*Action item*. Could you give back every entry below exactly, with the pictures dropped?

*Working data*.
*****
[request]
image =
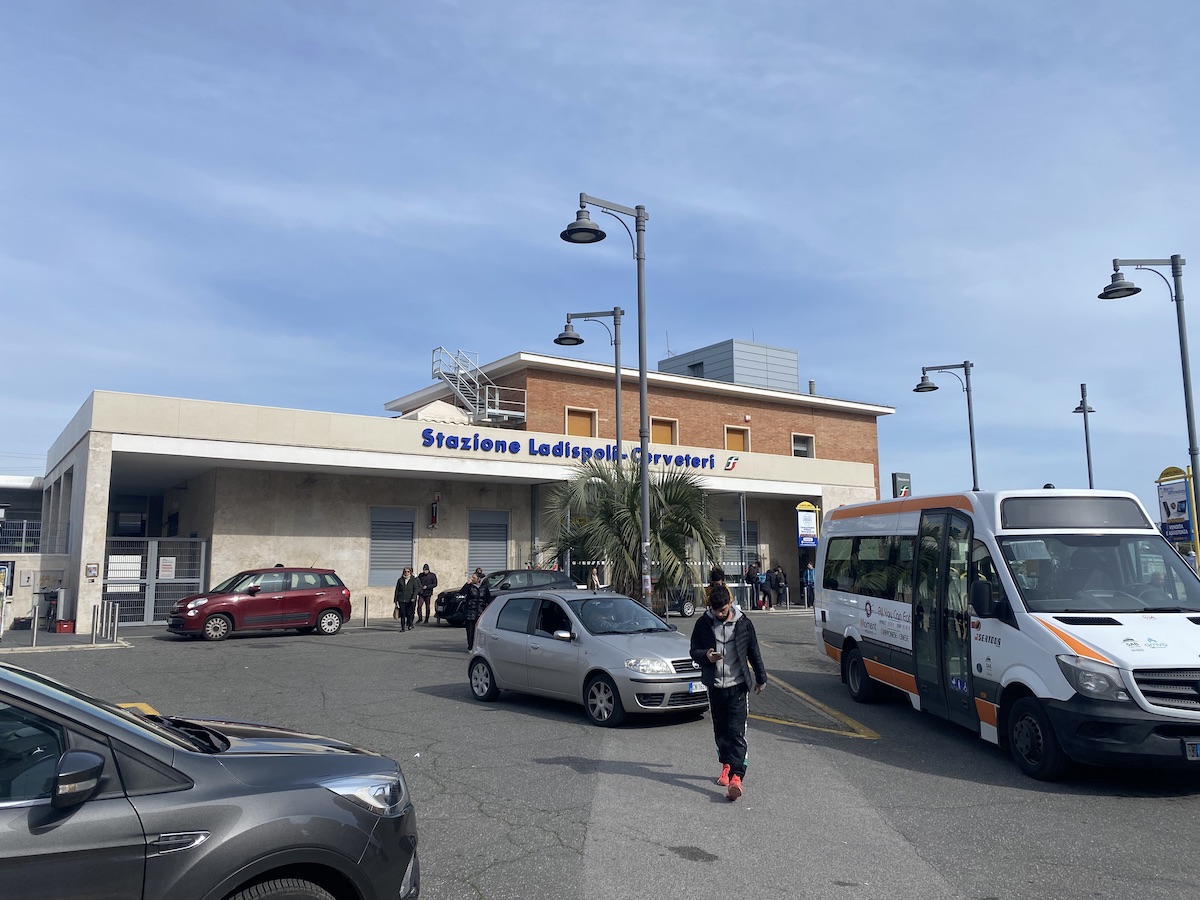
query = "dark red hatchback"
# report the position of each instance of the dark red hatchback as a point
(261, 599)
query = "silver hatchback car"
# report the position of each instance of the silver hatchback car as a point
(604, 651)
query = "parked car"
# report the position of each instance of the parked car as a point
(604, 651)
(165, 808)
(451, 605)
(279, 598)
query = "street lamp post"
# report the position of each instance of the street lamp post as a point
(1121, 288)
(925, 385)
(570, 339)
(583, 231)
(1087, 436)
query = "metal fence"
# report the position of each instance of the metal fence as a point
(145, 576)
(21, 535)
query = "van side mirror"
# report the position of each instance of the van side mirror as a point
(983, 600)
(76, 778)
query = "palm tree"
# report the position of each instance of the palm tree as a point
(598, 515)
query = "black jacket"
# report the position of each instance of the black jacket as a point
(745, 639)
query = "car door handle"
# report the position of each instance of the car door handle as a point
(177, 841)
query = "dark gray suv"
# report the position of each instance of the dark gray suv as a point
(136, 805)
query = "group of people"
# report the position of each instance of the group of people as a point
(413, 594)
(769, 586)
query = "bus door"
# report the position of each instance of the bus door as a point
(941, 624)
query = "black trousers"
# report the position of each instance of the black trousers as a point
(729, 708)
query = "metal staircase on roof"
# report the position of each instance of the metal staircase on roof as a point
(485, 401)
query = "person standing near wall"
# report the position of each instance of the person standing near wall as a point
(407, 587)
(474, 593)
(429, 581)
*****
*Written solution*.
[request]
image =
query = "dark red hatchback"
# report the position of each instance of the dark red hatchback as a point
(261, 599)
query = "silver hatchback car"
# report the position of each instance of the silver hatchback car as a point
(604, 651)
query = "parked car"
# report the position of each instance of the parked car as a point
(604, 651)
(165, 808)
(451, 605)
(279, 598)
query = "street lamp post"
# report the position of each instance of the street lamp post as a point
(1121, 288)
(925, 385)
(570, 339)
(583, 231)
(1087, 436)
query = "metal fence"
# report the position of each instance of the metal fence as a point
(145, 576)
(21, 535)
query = "van side mirror"
# report the position of each instance of the van side mirror as a point
(983, 600)
(76, 778)
query = "palm tree"
# report the position of each instance of the palm tree as a point
(598, 515)
query = "black jacket"
# report the position of each instance of the black jacket as a point
(745, 639)
query = "car door handle"
# report the position of each instance of the car door handle as a point
(177, 841)
query = "dark gray suv"
# report the position of each instance of the dark gray suv as a point
(136, 805)
query = "group of people"
# report the position of each instance of the group of people as a point
(413, 594)
(769, 586)
query = "bus door"
# report the position of each instance of the bus door as a point
(941, 624)
query = "black trousers"
# report the position of each instance of the black trousers as a point
(729, 708)
query = "metal staircase on roof"
# report the position of each instance of the metal staircase on roof as a point
(485, 401)
query = "person standing near wall"
# report the position of each instance of the person standing near wall as a point
(407, 587)
(474, 593)
(429, 581)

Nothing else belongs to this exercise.